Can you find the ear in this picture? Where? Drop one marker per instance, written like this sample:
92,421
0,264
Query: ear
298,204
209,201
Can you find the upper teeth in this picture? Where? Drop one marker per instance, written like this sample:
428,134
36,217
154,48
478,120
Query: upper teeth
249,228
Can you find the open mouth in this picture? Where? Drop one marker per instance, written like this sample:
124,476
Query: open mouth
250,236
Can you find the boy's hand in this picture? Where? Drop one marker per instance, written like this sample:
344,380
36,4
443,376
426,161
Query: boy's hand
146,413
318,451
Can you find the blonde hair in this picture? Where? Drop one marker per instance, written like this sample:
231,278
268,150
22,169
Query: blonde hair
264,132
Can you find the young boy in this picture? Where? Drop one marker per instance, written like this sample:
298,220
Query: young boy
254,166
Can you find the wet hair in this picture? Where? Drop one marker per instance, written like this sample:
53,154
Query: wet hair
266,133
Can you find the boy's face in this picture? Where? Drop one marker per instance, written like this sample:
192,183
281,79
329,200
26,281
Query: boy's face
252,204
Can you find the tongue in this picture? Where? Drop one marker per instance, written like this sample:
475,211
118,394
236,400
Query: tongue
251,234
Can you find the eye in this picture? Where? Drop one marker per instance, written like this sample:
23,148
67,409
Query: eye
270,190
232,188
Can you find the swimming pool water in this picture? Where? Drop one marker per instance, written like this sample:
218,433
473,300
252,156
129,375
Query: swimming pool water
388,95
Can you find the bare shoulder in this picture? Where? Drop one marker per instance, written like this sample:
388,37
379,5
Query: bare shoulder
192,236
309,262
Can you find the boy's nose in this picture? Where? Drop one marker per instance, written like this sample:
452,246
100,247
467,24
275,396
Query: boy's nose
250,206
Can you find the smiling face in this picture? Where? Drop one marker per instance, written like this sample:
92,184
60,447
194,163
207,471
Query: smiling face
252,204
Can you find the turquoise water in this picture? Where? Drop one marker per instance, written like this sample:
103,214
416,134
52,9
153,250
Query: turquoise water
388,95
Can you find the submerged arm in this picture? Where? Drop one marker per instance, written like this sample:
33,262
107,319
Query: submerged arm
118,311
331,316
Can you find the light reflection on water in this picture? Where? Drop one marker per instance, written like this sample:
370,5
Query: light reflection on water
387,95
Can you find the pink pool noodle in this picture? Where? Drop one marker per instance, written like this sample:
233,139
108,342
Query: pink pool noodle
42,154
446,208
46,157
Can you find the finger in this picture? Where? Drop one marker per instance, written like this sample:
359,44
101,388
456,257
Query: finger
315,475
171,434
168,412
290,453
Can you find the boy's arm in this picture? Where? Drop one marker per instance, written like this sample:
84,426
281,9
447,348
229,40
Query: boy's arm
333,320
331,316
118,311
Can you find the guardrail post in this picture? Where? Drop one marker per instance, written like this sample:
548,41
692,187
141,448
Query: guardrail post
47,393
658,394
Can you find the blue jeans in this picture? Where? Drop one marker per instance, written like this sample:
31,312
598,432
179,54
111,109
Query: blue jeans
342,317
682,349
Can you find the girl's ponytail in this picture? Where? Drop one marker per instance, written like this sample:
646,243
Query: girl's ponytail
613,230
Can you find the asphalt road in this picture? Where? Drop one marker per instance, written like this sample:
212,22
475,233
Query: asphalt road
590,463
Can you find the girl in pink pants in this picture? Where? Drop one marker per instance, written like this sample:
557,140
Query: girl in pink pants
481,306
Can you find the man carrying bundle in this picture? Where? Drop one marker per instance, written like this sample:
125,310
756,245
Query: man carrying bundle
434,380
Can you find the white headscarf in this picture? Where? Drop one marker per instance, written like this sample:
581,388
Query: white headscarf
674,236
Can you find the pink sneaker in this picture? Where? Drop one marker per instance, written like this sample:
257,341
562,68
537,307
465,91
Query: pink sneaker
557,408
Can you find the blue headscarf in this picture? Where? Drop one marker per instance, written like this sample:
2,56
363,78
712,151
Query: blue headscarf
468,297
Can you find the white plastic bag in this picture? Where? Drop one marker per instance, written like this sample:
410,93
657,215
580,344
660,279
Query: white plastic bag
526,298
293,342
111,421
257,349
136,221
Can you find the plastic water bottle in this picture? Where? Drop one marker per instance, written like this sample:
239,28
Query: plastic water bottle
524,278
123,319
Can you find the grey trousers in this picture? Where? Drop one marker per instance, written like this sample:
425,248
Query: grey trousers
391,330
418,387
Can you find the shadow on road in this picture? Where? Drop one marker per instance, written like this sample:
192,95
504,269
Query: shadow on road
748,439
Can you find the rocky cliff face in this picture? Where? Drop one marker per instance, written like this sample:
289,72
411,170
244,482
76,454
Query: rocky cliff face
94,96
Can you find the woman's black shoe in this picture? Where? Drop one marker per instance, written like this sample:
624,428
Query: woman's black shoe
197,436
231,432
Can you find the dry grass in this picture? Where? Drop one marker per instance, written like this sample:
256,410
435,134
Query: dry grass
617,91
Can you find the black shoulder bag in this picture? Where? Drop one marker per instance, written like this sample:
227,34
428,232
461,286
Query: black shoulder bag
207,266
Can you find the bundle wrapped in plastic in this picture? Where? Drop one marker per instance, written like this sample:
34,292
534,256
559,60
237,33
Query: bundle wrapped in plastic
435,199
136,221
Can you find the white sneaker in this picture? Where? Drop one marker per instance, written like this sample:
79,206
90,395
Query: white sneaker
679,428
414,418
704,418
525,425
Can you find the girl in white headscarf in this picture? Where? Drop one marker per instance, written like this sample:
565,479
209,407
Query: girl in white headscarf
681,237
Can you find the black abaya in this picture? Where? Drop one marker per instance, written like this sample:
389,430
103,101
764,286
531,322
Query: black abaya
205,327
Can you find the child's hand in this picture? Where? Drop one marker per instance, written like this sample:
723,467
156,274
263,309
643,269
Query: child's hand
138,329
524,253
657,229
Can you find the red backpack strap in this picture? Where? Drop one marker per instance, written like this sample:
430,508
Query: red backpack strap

☆ ☆ ☆ ☆ ☆

▸ Problem statement
Repeat, without changes, every line from the one that contains "Can you find the girl in white" through the final line of the data.

▸ Written reply
Can you find the girl in white headscarf in this picture? Where? Drop one marker per instance, written like this sample:
565,479
209,407
Query: girl in white headscarf
681,237
Can you find the black abaya in this picture? Where? Drop one marker per instance, written like this sample:
389,430
103,101
764,286
531,322
Query: black abaya
205,327
Can you find the child's hand in this picture? Where? Drop one marker per instance, written like this sample:
723,467
156,274
263,309
643,269
Query: child's hand
138,329
524,253
657,229
Can you find the red backpack strap in this picture? Where? Drop one marker per instance, written like this sample:
430,508
Query: red backpack strap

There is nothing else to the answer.